EXTRACTED DATA:
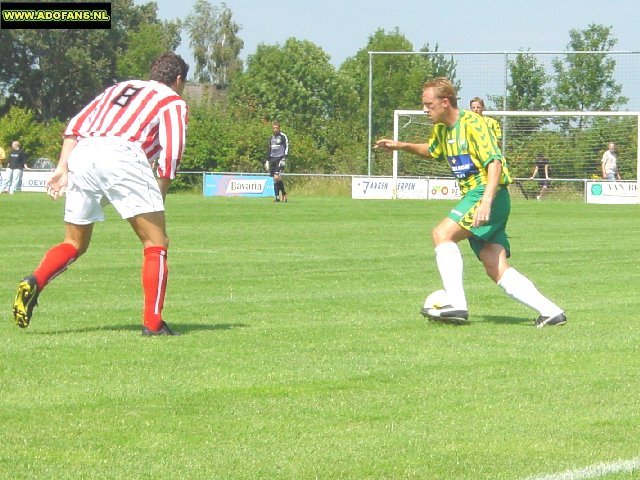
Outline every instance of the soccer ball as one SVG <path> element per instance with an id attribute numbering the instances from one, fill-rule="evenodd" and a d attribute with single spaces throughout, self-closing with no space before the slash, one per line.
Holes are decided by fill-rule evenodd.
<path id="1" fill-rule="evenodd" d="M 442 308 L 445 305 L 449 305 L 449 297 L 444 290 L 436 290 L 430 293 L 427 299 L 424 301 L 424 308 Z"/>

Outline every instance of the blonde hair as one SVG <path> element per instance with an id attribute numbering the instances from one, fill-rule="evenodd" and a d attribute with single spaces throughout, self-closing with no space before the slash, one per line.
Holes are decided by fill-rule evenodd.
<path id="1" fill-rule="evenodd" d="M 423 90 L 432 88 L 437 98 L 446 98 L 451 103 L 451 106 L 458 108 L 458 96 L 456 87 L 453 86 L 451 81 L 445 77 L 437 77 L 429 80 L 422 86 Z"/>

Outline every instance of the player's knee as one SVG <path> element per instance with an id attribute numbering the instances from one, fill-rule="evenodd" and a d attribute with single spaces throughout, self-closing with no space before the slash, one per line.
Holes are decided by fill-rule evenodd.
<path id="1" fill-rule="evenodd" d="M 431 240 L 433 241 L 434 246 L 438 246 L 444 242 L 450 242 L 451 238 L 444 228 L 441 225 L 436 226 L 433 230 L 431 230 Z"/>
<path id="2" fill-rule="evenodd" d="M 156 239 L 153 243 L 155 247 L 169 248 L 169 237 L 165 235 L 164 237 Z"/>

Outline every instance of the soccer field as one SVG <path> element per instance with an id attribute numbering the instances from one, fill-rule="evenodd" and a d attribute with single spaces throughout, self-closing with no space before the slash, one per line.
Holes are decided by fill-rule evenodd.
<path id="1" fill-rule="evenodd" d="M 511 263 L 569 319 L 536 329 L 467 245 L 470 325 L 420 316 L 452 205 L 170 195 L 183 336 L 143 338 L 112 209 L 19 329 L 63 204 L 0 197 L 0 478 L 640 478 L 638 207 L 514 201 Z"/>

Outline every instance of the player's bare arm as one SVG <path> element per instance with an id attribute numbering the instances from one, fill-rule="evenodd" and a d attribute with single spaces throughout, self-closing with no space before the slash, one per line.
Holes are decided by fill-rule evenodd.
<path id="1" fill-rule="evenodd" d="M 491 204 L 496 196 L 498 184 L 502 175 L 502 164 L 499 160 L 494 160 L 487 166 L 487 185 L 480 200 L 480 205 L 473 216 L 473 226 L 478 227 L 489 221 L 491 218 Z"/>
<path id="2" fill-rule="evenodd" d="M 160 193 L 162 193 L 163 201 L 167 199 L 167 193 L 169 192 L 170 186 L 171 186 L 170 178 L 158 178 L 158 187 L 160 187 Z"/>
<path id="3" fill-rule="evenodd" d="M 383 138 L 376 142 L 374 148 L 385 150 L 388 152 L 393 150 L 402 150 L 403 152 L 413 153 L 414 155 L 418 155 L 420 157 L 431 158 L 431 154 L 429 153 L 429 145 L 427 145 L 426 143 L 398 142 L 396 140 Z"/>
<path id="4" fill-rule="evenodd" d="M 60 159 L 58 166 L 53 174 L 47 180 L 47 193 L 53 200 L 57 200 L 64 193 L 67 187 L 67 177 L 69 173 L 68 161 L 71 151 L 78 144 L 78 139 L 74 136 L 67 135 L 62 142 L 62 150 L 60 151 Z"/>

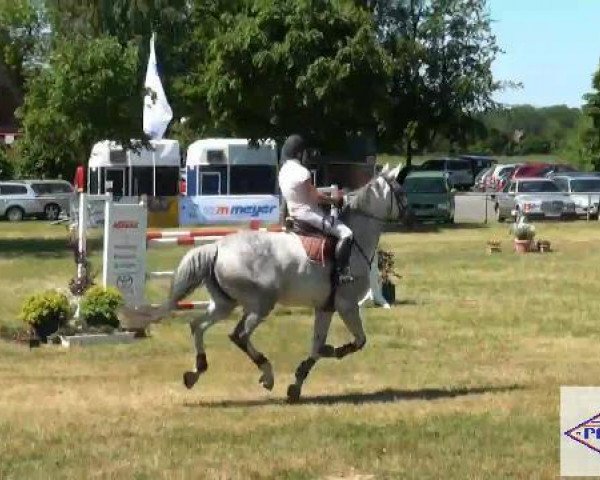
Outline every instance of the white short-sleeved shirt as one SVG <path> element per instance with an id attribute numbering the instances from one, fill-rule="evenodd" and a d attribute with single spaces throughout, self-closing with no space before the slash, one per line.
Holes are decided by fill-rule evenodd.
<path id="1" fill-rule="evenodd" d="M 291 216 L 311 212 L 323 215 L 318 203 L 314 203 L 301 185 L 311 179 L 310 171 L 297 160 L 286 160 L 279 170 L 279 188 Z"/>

EXERCISE: Please print everything in the material exactly, apart from the pictures.

EXERCISE OUTPUT:
Outline every instance of the soccer ball as one SVG <path> element per instance with an id attribute numbering the instances from one, fill-rule="evenodd" and a d attribute with single spaces throughout, self-closing with no space before the slash, one per line.
Holes are decided by fill-rule evenodd.
<path id="1" fill-rule="evenodd" d="M 442 308 L 445 305 L 449 305 L 449 297 L 444 290 L 436 290 L 430 293 L 427 299 L 424 301 L 424 308 Z"/>

Outline every instance of the blonde hair as one SVG <path> element per instance with an id attribute numbering the instances from one, fill-rule="evenodd" and a d attribute with single spaces throughout, self-closing with no space before the slash, one per line.
Holes are decided by fill-rule evenodd.
<path id="1" fill-rule="evenodd" d="M 423 90 L 432 88 L 437 98 L 446 98 L 451 103 L 451 106 L 458 108 L 458 96 L 456 87 L 453 86 L 451 81 L 445 77 L 437 77 L 429 80 L 422 86 Z"/>

Outline every instance of the player's knee as one SVG <path> element per instance with an id attribute numbering the instances from one, fill-rule="evenodd" and a d attribute with single spaces throughout, self-closing with no space before the slash, one per line.
Holes are decided by fill-rule evenodd.
<path id="1" fill-rule="evenodd" d="M 431 240 L 433 241 L 434 246 L 438 246 L 444 242 L 450 242 L 451 238 L 444 228 L 441 225 L 436 226 L 433 230 L 431 230 Z"/>
<path id="2" fill-rule="evenodd" d="M 156 239 L 153 243 L 155 247 L 169 248 L 169 237 L 165 235 L 164 237 Z"/>

Outline every instance of the soccer field as one SVG <path> element per instance with an id attribute numbering the instances from one, fill-rule="evenodd" and a d attribute with single spaces throughout, self-closing with no space before the slash, one per line.
Holes are decided by fill-rule evenodd.
<path id="1" fill-rule="evenodd" d="M 511 263 L 569 319 L 536 329 L 467 245 L 470 325 L 420 316 L 452 205 L 170 195 L 183 336 L 143 338 L 112 209 L 19 329 L 63 204 L 0 197 L 0 478 L 640 478 L 638 207 L 514 201 Z"/>

Outline every instance of the player's bare arm as one SVG <path> element per instance with an id attribute numbering the instances from one, fill-rule="evenodd" and a d attribute with single spaces throughout, self-closing with no space before the slash, one per line.
Holes are decided by fill-rule evenodd.
<path id="1" fill-rule="evenodd" d="M 491 204 L 496 196 L 498 184 L 502 175 L 502 164 L 499 160 L 494 160 L 487 166 L 487 185 L 480 200 L 480 205 L 473 216 L 473 226 L 478 227 L 489 221 L 491 218 Z"/>
<path id="2" fill-rule="evenodd" d="M 160 193 L 162 193 L 163 201 L 167 199 L 167 193 L 169 192 L 170 186 L 171 186 L 170 178 L 158 178 L 158 187 L 160 187 Z"/>
<path id="3" fill-rule="evenodd" d="M 383 138 L 376 142 L 374 148 L 385 150 L 388 152 L 393 150 L 402 150 L 403 152 L 413 153 L 414 155 L 418 155 L 420 157 L 431 158 L 431 154 L 429 153 L 429 145 L 427 145 L 426 143 L 398 142 L 396 140 Z"/>
<path id="4" fill-rule="evenodd" d="M 60 159 L 58 166 L 53 174 L 47 180 L 47 193 L 53 200 L 57 200 L 64 193 L 67 187 L 67 177 L 69 173 L 68 161 L 71 151 L 78 144 L 78 139 L 74 136 L 67 135 L 62 142 L 62 150 L 60 151 Z"/>

Outline every instance of the white short-sleeved shirt as one SVG <path> element per instance with an id attribute numbering the instances from one, fill-rule="evenodd" and a d attribute with single spaces throughout, self-closing with no space before the slash, one per line.
Holes are decided by fill-rule evenodd.
<path id="1" fill-rule="evenodd" d="M 291 216 L 311 212 L 323 215 L 318 203 L 314 203 L 301 185 L 311 179 L 310 171 L 297 160 L 286 160 L 279 170 L 279 188 Z"/>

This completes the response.